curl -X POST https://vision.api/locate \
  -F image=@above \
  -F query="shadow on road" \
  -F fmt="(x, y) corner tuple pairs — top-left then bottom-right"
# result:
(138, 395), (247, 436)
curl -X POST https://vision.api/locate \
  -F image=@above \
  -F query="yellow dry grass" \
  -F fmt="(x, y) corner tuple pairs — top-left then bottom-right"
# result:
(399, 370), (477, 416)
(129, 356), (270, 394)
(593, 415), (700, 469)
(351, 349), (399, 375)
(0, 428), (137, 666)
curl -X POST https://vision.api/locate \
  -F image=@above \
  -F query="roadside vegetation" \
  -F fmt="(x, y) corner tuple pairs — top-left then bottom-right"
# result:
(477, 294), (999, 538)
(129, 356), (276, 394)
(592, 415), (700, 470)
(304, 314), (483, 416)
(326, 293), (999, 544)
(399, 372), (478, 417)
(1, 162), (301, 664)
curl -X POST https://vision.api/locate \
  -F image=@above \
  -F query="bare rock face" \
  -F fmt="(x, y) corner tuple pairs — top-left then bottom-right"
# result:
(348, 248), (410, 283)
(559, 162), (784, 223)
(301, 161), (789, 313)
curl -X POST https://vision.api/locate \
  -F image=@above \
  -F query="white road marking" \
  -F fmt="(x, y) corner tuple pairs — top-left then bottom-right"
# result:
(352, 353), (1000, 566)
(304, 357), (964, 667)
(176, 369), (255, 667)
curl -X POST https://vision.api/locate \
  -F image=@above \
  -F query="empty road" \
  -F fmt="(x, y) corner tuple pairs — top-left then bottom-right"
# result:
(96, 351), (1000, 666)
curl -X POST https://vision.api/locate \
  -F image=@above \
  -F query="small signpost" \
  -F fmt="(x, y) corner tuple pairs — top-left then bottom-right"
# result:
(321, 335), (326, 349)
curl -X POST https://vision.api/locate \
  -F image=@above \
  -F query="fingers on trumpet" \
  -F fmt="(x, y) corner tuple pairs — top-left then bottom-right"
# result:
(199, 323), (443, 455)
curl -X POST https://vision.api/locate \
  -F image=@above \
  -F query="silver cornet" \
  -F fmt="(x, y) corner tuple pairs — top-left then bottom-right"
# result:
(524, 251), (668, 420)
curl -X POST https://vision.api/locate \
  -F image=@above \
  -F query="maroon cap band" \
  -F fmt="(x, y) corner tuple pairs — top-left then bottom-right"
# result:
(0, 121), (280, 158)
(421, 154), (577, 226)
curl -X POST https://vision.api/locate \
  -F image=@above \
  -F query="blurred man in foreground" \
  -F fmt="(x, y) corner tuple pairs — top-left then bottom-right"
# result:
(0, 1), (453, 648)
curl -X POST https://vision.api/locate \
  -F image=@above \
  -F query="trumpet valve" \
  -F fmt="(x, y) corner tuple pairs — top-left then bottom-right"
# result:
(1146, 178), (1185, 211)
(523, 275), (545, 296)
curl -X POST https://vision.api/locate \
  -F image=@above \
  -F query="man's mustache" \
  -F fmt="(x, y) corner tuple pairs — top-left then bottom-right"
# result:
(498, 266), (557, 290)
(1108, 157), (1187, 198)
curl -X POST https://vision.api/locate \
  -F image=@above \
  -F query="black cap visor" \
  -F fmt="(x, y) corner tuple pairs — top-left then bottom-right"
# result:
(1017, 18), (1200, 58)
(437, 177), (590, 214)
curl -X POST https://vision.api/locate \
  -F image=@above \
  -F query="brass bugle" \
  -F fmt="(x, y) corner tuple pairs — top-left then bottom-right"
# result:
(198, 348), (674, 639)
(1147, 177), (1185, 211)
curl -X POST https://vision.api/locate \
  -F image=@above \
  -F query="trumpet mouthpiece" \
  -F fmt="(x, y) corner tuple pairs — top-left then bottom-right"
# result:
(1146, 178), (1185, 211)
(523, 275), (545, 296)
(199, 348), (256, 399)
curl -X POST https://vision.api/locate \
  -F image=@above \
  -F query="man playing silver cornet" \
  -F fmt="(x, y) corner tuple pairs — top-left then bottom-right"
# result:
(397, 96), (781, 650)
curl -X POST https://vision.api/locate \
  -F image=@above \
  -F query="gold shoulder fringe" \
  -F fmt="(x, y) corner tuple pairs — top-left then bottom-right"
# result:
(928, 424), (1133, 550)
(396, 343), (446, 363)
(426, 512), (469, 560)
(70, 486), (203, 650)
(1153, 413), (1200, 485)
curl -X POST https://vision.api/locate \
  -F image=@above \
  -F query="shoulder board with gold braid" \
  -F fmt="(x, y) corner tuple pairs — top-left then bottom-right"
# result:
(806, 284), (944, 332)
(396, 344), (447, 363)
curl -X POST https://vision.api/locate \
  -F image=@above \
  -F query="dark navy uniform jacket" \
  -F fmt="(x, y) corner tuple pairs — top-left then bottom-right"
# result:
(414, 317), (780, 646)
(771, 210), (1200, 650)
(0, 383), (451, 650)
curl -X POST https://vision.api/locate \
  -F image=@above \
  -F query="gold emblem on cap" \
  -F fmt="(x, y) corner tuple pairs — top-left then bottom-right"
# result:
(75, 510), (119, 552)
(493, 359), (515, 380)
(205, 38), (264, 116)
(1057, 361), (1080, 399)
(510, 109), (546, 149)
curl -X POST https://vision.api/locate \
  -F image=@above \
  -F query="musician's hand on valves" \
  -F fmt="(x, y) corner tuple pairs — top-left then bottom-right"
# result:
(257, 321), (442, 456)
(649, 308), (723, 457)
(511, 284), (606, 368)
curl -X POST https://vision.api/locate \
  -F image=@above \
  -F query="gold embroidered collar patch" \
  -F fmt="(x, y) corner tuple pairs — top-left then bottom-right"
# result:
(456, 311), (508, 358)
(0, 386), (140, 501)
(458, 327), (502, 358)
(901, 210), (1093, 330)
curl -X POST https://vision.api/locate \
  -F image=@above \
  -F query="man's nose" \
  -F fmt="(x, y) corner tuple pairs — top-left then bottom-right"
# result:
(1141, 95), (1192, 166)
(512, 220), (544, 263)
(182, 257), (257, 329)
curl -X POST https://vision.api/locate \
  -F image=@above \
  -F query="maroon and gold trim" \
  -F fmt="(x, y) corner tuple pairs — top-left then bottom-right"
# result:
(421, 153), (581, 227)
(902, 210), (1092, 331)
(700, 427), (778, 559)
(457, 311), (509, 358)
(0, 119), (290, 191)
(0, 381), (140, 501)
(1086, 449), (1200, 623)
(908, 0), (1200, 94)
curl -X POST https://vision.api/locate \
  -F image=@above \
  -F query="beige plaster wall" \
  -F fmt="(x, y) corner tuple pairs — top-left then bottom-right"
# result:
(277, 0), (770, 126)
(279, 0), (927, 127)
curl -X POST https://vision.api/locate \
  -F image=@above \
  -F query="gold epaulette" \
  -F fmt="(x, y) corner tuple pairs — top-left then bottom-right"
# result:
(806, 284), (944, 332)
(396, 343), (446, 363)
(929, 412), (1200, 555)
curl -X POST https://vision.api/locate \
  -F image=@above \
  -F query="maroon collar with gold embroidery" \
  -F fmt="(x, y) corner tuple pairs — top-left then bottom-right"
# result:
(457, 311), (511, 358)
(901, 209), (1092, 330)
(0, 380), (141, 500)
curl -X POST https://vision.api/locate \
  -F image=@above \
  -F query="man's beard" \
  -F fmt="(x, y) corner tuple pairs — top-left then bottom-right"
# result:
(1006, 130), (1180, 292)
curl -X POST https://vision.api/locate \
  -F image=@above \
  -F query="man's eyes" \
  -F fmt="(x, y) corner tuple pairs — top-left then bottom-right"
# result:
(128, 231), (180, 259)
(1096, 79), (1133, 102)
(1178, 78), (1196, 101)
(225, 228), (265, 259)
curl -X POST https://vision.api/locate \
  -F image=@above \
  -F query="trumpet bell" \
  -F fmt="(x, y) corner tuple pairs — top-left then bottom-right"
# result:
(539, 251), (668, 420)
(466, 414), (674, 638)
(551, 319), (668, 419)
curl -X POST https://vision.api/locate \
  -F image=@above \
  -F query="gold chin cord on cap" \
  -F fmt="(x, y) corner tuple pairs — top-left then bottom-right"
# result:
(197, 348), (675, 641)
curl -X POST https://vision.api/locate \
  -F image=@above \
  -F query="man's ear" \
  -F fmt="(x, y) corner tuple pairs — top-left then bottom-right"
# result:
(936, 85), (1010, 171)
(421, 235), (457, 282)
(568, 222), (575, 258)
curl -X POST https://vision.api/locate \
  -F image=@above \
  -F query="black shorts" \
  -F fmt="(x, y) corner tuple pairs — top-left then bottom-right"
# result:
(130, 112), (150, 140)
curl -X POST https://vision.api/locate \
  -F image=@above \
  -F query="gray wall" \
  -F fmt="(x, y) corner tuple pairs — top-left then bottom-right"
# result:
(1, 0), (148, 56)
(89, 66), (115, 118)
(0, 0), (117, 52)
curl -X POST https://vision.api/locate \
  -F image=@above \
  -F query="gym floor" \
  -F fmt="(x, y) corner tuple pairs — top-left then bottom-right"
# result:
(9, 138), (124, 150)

****************************************

▶ [Your task]:
Take each line in the listing that has the word "gold" and copy it.

▶ [Task response]:
  -F query="gold shoulder fringe" \
  -F query="shoulder board with gold braid" \
  -F query="gold emblem on cap" \
  -F query="gold embroidered collar patch" \
  -F query="maroon and gold trim" \
  -F query="gold epaulette" \
  -F query="maroon collar with gold embroidery" \
  -F query="gold chin cord on cap" \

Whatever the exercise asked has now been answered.